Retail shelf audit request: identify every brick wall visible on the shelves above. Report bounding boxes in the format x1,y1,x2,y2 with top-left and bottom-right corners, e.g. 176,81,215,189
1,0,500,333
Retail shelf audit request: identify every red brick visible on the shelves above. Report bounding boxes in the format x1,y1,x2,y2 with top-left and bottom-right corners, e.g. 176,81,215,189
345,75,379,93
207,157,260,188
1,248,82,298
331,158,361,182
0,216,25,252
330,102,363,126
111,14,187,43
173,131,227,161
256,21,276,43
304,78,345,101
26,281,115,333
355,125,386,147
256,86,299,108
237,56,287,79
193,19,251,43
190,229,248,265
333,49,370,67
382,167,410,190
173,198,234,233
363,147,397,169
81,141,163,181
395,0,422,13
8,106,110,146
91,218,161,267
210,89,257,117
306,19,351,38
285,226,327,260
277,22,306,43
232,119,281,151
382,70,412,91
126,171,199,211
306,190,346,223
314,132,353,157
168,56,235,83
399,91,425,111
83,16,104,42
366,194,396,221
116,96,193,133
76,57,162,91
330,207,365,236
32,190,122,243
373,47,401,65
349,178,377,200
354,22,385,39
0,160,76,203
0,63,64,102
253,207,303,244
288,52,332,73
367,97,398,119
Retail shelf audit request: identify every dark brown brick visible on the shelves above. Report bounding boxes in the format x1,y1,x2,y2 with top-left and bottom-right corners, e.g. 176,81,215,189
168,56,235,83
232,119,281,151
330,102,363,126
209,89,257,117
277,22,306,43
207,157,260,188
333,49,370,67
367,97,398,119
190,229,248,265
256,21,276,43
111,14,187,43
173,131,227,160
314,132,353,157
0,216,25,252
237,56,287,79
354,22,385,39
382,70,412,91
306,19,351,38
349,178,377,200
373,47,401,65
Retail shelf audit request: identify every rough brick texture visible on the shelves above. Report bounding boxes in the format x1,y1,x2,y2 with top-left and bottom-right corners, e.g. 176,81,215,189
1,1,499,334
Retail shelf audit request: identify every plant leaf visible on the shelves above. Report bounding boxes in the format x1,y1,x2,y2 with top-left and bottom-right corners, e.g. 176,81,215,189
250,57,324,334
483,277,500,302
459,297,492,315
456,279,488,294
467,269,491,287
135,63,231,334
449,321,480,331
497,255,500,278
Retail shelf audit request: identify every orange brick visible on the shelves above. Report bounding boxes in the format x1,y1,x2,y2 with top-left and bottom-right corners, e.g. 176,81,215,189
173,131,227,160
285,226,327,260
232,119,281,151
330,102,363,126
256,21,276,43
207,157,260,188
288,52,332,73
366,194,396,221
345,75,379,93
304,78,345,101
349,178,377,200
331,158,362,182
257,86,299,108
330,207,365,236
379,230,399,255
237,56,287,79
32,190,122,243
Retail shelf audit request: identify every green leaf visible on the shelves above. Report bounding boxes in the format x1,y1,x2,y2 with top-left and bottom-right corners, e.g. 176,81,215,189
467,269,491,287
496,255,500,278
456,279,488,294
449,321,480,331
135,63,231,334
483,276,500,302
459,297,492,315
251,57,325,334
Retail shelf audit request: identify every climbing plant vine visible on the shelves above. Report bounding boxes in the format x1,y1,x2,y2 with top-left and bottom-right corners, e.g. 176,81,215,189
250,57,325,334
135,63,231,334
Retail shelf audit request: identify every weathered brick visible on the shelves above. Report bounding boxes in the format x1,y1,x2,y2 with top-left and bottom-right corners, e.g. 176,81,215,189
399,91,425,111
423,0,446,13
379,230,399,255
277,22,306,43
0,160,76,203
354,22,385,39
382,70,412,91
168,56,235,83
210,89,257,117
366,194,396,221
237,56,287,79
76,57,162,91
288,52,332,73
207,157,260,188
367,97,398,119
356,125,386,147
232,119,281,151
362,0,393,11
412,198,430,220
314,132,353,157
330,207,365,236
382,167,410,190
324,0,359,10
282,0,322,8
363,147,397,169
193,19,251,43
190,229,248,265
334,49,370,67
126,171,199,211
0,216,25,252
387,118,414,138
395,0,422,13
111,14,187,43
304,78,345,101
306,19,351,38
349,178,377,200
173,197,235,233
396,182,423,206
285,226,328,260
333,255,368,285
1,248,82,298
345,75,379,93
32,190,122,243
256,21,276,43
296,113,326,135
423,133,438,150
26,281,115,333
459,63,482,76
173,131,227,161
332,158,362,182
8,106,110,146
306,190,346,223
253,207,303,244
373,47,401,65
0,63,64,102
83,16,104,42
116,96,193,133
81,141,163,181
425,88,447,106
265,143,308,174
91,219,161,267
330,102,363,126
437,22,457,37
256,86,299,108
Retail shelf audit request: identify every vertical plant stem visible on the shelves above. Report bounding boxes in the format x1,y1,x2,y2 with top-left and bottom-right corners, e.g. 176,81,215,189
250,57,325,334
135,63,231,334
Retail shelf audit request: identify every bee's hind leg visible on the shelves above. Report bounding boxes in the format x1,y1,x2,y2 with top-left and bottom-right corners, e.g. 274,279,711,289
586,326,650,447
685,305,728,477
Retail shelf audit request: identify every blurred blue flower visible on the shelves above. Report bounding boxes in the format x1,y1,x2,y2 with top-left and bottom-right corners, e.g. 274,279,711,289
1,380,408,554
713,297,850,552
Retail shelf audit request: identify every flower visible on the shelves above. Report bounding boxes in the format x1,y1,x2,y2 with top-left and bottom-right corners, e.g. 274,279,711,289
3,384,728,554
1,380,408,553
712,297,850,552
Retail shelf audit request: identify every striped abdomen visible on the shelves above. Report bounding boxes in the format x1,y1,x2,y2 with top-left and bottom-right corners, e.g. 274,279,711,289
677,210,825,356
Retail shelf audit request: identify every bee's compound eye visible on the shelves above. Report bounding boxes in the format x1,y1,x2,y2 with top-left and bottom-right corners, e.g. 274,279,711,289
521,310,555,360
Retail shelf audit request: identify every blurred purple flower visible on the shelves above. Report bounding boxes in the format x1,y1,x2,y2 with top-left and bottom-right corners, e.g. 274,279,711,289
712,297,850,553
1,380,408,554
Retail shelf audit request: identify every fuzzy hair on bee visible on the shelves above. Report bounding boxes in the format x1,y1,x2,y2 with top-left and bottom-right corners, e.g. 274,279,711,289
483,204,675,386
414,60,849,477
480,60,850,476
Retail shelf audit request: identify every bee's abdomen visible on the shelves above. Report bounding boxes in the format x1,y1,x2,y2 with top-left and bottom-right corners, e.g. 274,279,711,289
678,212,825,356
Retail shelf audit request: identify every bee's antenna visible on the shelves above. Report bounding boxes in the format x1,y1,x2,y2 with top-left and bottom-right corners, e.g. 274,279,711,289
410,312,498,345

++++++++++++++++++++

# Problem to work on
A faithful, word-for-word transcript of the material above is the required answer.

# Expected answer
Retail shelf audit request: identify every brick wall visible on the shelves above. Report bounding boxes in the format x1,y1,x2,y2 with top-left and bottom-right corners, e.g. 176,81,215,189
1,0,500,333
Retail shelf audit request: identify every red brick visible on the shelves above. Report bounding boxes in the format x1,y1,x2,y2 with top-left and bottom-right corners, e.g. 176,81,215,189
345,75,379,93
207,157,260,188
1,248,82,298
331,158,361,182
0,216,25,252
330,102,363,126
111,14,187,43
173,131,227,161
256,21,276,43
304,78,345,101
26,281,115,333
355,125,386,147
256,86,299,108
237,56,287,79
193,19,251,43
190,229,248,265
333,49,370,67
382,167,410,190
173,198,234,233
363,147,397,169
81,141,163,181
395,0,422,13
8,106,110,146
91,218,161,267
210,89,257,117
306,19,351,38
285,226,327,260
277,22,306,43
232,119,281,151
382,70,412,91
126,171,199,211
306,190,346,223
314,132,353,157
168,56,235,83
399,91,425,111
83,16,104,42
366,194,396,221
116,96,193,133
76,57,162,91
330,207,365,236
32,190,122,243
373,47,401,65
349,178,377,200
354,22,385,39
0,160,76,203
0,63,64,102
253,207,303,244
288,52,332,73
367,97,398,119
Retail shelf audit request: identify every dark brown brick visible on the shelves above. Report bounding boxes in the format x1,y1,x2,y2 with top-left and bottom-right corners, e.g. 176,81,215,189
168,56,235,83
232,119,281,151
330,102,363,126
209,89,257,117
277,22,306,43
207,157,260,188
333,49,370,67
367,97,398,119
190,229,248,265
256,21,276,43
111,14,187,43
173,131,227,160
314,132,353,157
0,216,25,252
237,56,287,79
354,22,385,39
382,70,412,91
306,19,351,38
349,178,377,200
373,47,401,65
Retail shelf audit request: identify every rough brick texture visible on the shelves above. Report bounding boxes in the format x1,y1,x2,y2 with top-left and bottom-right corners, e.g. 176,81,215,189
1,1,499,334
Retail shelf audit request: identify every plant leaf visible on the shelves above. Report bounding boxes in the format x1,y1,x2,y2 with top-left and bottom-right corners, e.g. 176,81,215,189
250,57,324,334
483,277,500,302
459,297,492,315
456,279,488,294
467,269,491,287
135,63,231,334
449,321,480,331
497,255,500,278
Retail shelf audit request: identify every orange brick visible on the shelves above. Report bounding boxes in the format x1,y1,x2,y2 with top-left and bottom-right corners, e.g. 176,81,215,189
173,131,227,160
285,226,327,260
232,119,281,151
330,102,363,126
256,21,276,43
207,157,260,188
288,52,332,73
366,194,396,221
345,75,379,93
304,78,345,101
349,178,377,200
331,158,362,182
257,86,299,108
330,207,365,236
379,230,399,255
237,56,287,79
32,190,122,243
Retail shelf audit request: identify every green leaf visible on the shelves above. Report bounding boxes in the format x1,y1,x2,y2 with top-left and bottom-right corners, e.g. 176,81,215,189
467,269,491,287
496,255,500,278
456,279,488,294
449,321,480,331
135,63,231,334
483,276,500,302
459,297,492,315
251,57,325,334
Retail shelf audit request: identify every climbing plant vine visible on the shelves above. Report bounding boxes in the format x1,y1,x2,y2 with top-left and bottom-right corners, e.g. 176,81,215,189
250,57,325,334
135,63,231,334
Retail shelf audit request: identify every weathered brick visible on the shelves above. Report bounding boxes in the format x1,y1,x2,y2 with top-left and bottom-right corners, e.g. 176,81,215,189
399,91,425,111
423,0,446,13
379,230,399,255
277,22,306,43
0,160,76,203
354,22,385,39
382,70,412,91
168,56,235,83
210,89,257,117
366,194,396,221
237,56,287,79
76,57,162,91
288,52,332,73
207,157,260,188
367,97,398,119
356,125,386,147
232,119,281,151
362,0,393,11
412,198,430,220
314,132,353,157
330,207,365,236
382,167,410,190
324,0,359,10
282,0,322,8
363,147,397,169
193,19,251,43
190,229,248,265
334,49,370,67
126,171,199,211
0,216,25,252
387,118,414,138
395,0,422,13
111,14,187,43
304,78,345,101
306,19,351,38
349,178,377,200
173,197,235,233
396,182,423,206
285,226,328,260
333,255,368,285
1,248,82,298
345,75,379,93
32,190,122,243
256,21,276,43
296,113,326,135
423,133,438,150
26,281,115,333
459,63,482,76
173,131,227,161
332,158,362,182
8,106,110,146
306,190,346,223
253,207,303,244
373,47,401,65
0,63,64,102
83,16,104,42
116,96,193,133
81,141,163,181
425,88,447,106
265,143,308,174
91,219,161,267
330,102,363,126
437,22,457,37
256,86,299,108
Retail shelf audit request: identify every vertical plant stem visible on the shelves above. Report bounding boxes in the format x1,y1,x2,y2 with top-left and bottom-right corners, e.g. 176,81,215,189
250,57,325,334
135,63,231,334
Retail shelf audit request: identify every bee's hind leg visible on the shelves above. Report bounding boxes in the format x1,y1,x2,y2 with top-left and bottom-right corners, e.g. 274,279,711,289
586,326,650,447
685,305,728,477
Retail shelf audit request: identify every blurred blue flower visible on the shelves above. Report bounding boxes in the format x1,y1,x2,y2 with top-left and bottom-right corners, e.g. 274,279,711,289
1,380,408,554
713,297,850,552
Retail shelf audit request: identify every flower visible on the shelves above. Report bounding boxes in the format x1,y1,x2,y2 with top-left and bottom-right corners, e.g. 274,279,711,289
3,384,728,554
1,380,408,553
712,297,850,552
Retail shelf audit request: identify every striped abdomen visible on the shelves above. Report bounding boxes in the format x1,y1,x2,y2 with top-left and bottom-right corners, e.g. 274,279,711,289
677,210,825,356
Retail shelf audit request: identify every bee's compound eye visible on the shelves above. Report bounding boxes in the format x1,y1,x2,y2 with top-left and bottom-right corners, e.g. 274,279,711,289
521,310,555,360
Retail shelf audit request: identify every blurred purple flower visible on the shelves above. Report bounding boxes in the format x1,y1,x2,y2 with top-left and bottom-right corners, e.g. 274,279,711,289
712,297,850,553
1,380,408,554
Retail shelf audit request: identify every fuzzy hair on bee visible on the shelves above. Report bounding boxes in the format x1,y1,x2,y2 with top-left and bottom-right corners, e.g. 274,279,711,289
483,204,675,386
414,60,849,477
480,60,850,476
Retail shelf audit request: identify every bee's abdomen visible on the shelves above. Report bounding boxes in the format x1,y1,x2,y2 with top-left and bottom-right corners, e.g. 274,279,711,289
678,212,825,356
Retail shelf audit request: identify every bee's antenna visible on the shelves above. Report bounding boxes in the format x1,y1,x2,y2 with top-left and bottom-right corners, e.g. 274,279,711,289
410,312,498,345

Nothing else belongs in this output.